#### [Your assignment]
Decide whether each statement below agrees with the news article on scrapping the travel red list, answering yes or no and quoting the words of the article that settle it. (a) All of the countries on the red list are in Africa. (b) The red list's hotel quarantine applies only to arrivals who are not vaccinated. (c) Scotland and Northern Ireland have confirmed they will also drop the red list.

#### [Document extract]
Segment Open

Covid travel rules: Red list to be scrapped in England and Wales, Sajid Javid announces

Sajid Javid announced the change in rules in the Commons. Credit: PA

The red list for international travel is set to be scrapped in England and Wales, the health secretary has announced - it is unclear whether Scotland and Northern Ireland will follow.

Sajid Javid told MPs it is no longer necessary to block arrivals from a number of countries where the Omicron Covid variant has been discovered because there are now several thousand cases in the UK.

The 11 countries on the red list, all in Africa, will be removed from 4am tomorrow morning.

Those nations are:

  • Angola

  • Botswana

  • Eswatini

  • Lesotho

  • Malawi

  • Mozambique

  • Namibia

  • Nigeria

  • South Africa

  • Zambia

  • Zimbabwe

The red list, which was reintroduced in late-November, forces 11 nights of hotel quarantine upon everyone who arrives from those countries at a cost of £2,285 for solo travellers, regardless of their vaccination status.

Other border measures, brought in as a response to the Omicron variant, will remain in place.

All travellers entering the UK are required to take a pre-departure test, and to self-isolate until they receive a negative result from a post-arrival PCR test, even if they are fully vaccinated.

The travel sector has been criticising the use of the red list, urging the government to relax the strict border controls so the industry can resume its recovery following numerous coronavirus lockdowns.

Segment Closed

#### [Information]

Segment Open

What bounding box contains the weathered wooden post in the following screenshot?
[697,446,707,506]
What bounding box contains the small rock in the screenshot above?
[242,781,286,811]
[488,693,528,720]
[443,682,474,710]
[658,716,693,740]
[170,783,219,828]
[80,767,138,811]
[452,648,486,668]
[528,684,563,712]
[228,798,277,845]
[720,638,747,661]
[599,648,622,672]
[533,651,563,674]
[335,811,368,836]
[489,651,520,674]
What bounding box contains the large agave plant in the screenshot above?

Segment Closed
Segment Open

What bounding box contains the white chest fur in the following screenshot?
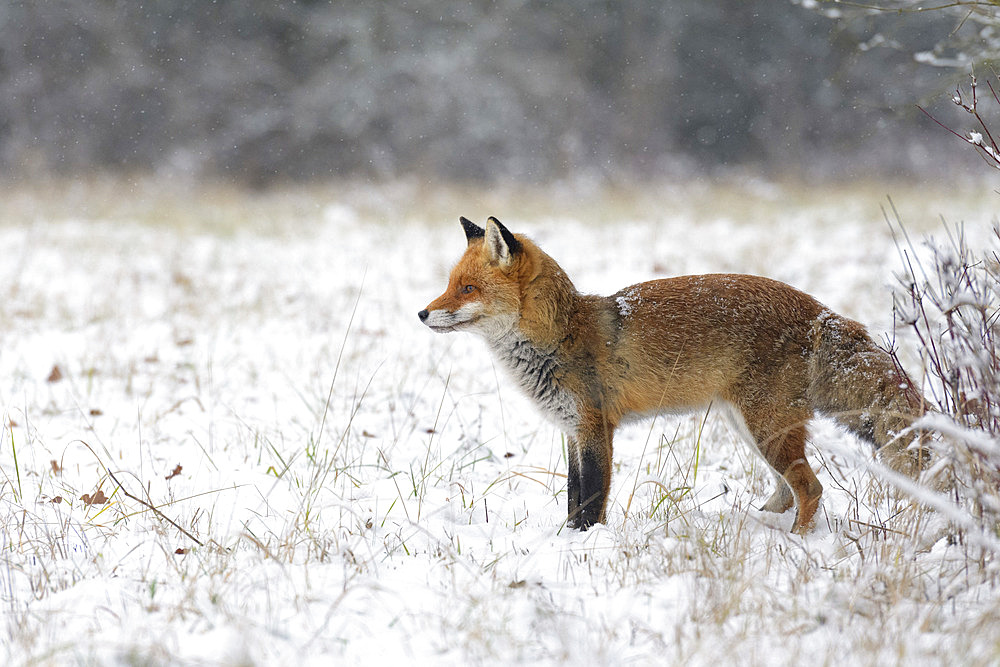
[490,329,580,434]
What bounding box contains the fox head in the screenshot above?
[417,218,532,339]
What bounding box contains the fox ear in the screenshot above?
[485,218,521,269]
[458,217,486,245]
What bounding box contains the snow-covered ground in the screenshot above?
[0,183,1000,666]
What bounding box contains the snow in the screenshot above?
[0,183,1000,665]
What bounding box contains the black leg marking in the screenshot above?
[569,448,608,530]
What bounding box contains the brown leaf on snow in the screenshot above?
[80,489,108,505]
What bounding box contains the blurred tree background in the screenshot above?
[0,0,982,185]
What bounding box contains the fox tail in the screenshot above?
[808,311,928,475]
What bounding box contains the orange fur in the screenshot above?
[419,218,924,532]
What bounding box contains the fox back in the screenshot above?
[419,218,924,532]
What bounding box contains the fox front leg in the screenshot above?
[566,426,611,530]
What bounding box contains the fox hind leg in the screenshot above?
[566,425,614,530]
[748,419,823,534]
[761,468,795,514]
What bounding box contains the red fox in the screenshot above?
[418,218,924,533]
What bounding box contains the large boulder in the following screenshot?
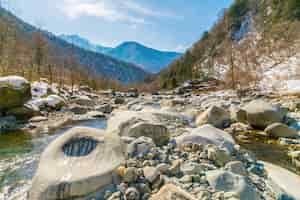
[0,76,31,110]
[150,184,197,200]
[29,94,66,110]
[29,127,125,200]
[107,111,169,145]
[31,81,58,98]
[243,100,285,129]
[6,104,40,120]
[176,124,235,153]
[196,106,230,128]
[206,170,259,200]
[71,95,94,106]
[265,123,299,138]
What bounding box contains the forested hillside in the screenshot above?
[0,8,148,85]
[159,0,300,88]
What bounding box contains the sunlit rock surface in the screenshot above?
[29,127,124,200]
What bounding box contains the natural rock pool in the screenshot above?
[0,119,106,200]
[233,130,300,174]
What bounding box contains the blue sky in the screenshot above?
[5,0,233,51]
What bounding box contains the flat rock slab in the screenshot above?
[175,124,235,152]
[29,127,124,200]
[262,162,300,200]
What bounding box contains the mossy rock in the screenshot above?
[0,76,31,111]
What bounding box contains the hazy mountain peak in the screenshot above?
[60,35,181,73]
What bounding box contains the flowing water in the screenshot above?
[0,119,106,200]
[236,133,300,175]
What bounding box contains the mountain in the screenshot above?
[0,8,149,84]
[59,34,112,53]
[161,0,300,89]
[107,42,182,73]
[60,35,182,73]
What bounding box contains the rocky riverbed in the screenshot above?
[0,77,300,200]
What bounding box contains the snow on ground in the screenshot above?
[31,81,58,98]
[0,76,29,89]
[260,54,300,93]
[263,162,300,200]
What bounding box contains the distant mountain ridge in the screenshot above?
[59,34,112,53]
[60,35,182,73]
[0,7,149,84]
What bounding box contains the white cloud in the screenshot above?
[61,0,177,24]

Segment Closed

#### [Your response]
(a) Yes: "The 11 countries on the red list, all in Africa, will be removed from 4am tomorrow morning."
(b) No: "forces 11 nights of hotel quarantine upon everyone who arrives from those countries at a cost of £2,285 for solo travellers, regardless of their vaccination status."
(c) No: "it is unclear whether Scotland and Northern Ireland will follow."